=== Section Start ===

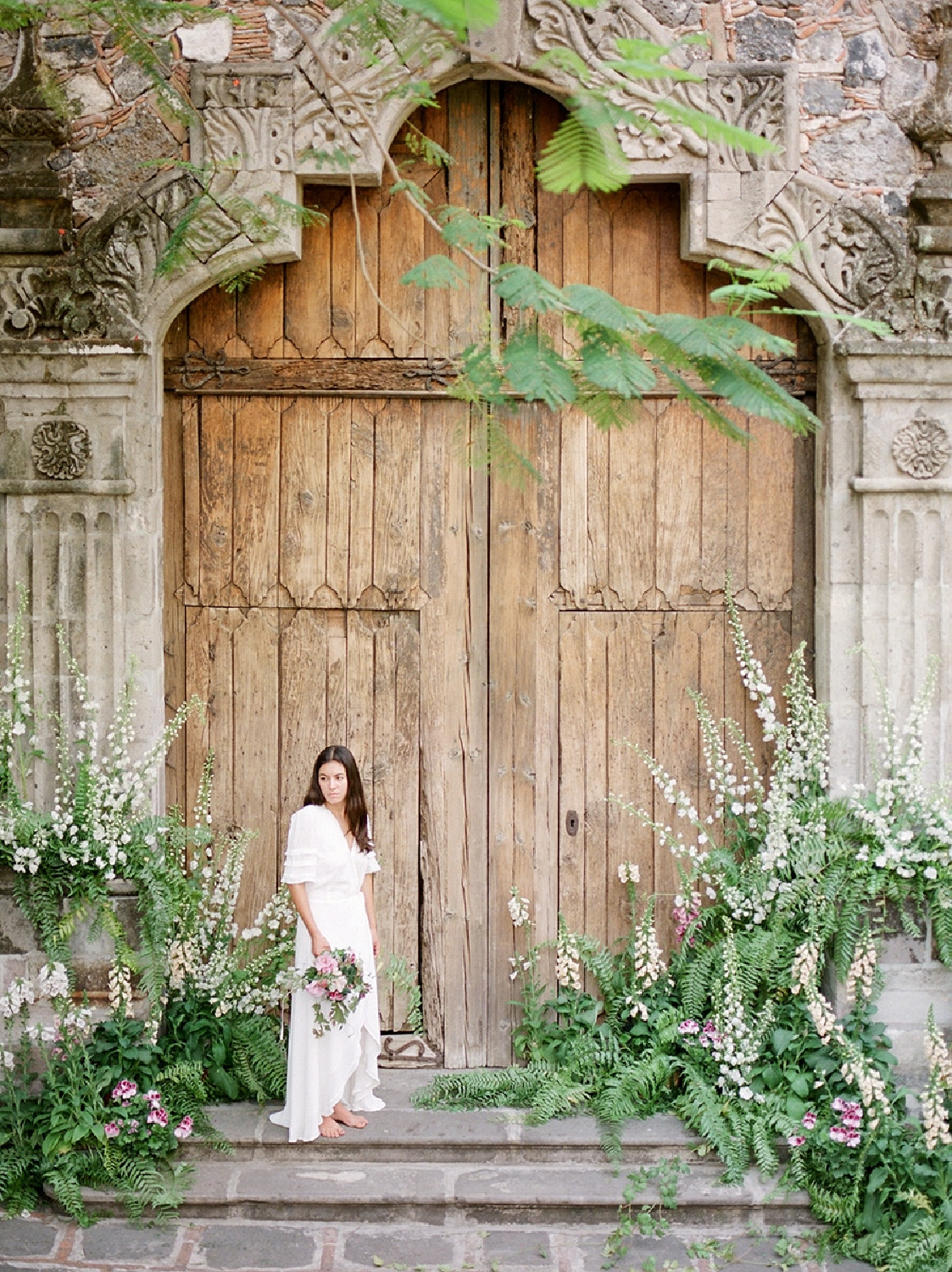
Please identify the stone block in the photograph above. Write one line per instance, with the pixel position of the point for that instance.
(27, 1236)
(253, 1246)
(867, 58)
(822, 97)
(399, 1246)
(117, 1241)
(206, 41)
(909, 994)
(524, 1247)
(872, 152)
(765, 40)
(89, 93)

=== Section End ===
=== Section Start ===

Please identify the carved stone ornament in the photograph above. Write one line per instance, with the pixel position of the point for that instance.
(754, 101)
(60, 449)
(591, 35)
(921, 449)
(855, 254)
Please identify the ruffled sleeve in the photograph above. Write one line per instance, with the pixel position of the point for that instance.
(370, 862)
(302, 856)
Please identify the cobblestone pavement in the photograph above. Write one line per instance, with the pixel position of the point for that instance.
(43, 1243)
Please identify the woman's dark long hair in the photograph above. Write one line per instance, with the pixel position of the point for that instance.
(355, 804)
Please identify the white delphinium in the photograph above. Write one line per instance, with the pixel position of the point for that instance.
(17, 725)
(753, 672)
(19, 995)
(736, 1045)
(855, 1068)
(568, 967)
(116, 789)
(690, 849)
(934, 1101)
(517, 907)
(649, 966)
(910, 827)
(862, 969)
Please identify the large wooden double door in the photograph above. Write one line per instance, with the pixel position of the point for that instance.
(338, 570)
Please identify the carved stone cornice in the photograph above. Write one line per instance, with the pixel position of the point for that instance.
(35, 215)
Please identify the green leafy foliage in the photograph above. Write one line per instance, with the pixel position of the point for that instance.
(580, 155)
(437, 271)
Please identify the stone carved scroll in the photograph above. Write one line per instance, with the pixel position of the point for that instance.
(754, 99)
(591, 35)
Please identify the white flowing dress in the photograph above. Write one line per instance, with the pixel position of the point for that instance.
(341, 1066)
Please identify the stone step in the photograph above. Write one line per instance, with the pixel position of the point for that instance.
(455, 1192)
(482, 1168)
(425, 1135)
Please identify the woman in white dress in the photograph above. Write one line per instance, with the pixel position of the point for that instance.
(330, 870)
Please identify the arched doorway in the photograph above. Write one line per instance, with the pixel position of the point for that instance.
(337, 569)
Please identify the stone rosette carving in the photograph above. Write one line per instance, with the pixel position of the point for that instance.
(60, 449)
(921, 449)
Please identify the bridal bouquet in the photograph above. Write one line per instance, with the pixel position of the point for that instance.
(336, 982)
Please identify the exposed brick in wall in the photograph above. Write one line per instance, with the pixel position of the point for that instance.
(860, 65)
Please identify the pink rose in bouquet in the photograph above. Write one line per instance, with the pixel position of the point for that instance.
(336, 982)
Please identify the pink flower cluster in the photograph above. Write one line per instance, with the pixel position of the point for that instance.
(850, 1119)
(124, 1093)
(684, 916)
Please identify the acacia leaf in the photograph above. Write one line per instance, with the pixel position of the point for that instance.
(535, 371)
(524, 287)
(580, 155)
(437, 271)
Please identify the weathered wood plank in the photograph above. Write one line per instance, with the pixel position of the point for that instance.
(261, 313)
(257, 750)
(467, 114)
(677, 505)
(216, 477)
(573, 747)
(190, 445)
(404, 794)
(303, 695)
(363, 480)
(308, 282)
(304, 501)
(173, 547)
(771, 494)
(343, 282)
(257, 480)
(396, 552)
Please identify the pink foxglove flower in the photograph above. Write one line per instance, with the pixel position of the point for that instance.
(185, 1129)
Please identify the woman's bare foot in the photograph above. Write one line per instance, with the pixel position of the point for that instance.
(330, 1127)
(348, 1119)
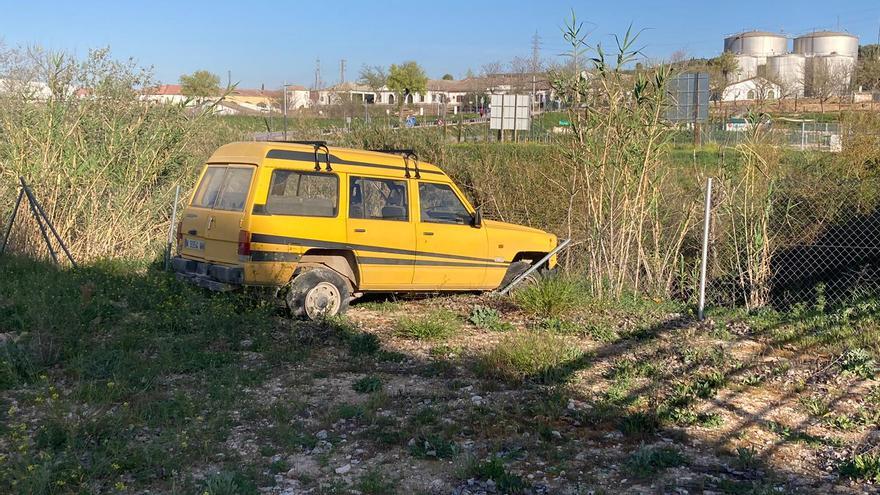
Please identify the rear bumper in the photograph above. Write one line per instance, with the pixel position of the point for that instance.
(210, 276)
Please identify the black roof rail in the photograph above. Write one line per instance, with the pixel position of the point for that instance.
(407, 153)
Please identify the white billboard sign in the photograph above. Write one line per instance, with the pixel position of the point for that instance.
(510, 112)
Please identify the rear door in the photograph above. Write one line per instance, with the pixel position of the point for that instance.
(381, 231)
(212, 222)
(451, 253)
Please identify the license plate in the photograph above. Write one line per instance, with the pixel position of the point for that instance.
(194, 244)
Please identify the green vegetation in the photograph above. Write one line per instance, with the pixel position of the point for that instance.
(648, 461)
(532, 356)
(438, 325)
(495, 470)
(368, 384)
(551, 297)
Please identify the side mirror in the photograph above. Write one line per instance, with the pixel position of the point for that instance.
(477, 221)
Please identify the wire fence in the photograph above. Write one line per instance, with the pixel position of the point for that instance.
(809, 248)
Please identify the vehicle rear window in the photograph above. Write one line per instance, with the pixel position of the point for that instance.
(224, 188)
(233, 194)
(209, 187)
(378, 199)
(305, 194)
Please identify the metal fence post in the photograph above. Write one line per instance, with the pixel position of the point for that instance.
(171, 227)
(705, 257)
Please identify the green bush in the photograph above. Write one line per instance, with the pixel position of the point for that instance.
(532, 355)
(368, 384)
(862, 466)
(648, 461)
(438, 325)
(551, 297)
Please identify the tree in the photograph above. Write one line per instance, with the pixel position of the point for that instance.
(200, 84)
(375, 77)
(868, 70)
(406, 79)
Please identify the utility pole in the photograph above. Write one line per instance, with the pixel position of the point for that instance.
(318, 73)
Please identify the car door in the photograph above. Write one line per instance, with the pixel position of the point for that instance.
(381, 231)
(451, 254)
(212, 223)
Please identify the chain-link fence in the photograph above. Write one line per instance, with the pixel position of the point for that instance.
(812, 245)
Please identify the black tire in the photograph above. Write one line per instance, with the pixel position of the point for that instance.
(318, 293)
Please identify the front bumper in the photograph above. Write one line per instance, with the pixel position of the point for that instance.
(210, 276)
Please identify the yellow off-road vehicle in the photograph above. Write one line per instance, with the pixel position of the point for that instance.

=== Section End ===

_Work to be completed_:
Nothing should appear in the answer except the lines above from the line with "Please identify the vehicle" through the line with "Please identify the yellow", both included, written out exactly.

_Result_:
Please identify the vehicle rear window in the photograph above. Write one line per instance, with the pixel position of the point for that instance.
(224, 188)
(233, 194)
(209, 187)
(378, 199)
(305, 194)
Please identify the metal fence post in the photograph above. Write one line per instance, with the pixel position of the point for that instance.
(171, 227)
(705, 257)
Please identify the green bush in the photograph above. Write one line per instance, with the pixel position of the point for that instance.
(532, 355)
(368, 384)
(862, 466)
(648, 461)
(438, 325)
(551, 297)
Please identify the tree in the photograph above. Write one line per instance, with the pixel position of the point for that instance.
(200, 84)
(375, 77)
(868, 70)
(406, 79)
Please identify the utility pole in the photograph above. Write one line per instance, with the pixel position of the point for that instance.
(318, 73)
Please identify the car door in the photograph above. Write one line per instance, with the pixel position of the point for that instance.
(381, 231)
(451, 254)
(212, 223)
Please identify the chain-link fence in the photograph above. Write one line per instance, with the pixel position of the point for that instance.
(812, 245)
Please identify the black tire in the photograph above. Write one line per instance, with the pixel position of the point for that instance.
(318, 293)
Please identify the front bumper in the photograph above. Write one line per instance, with the pixel position of the point for that instance.
(210, 276)
Please identify the yellow off-road vehicle in the photograph above. Write one line per instance, with the pixel position of the point for that instance.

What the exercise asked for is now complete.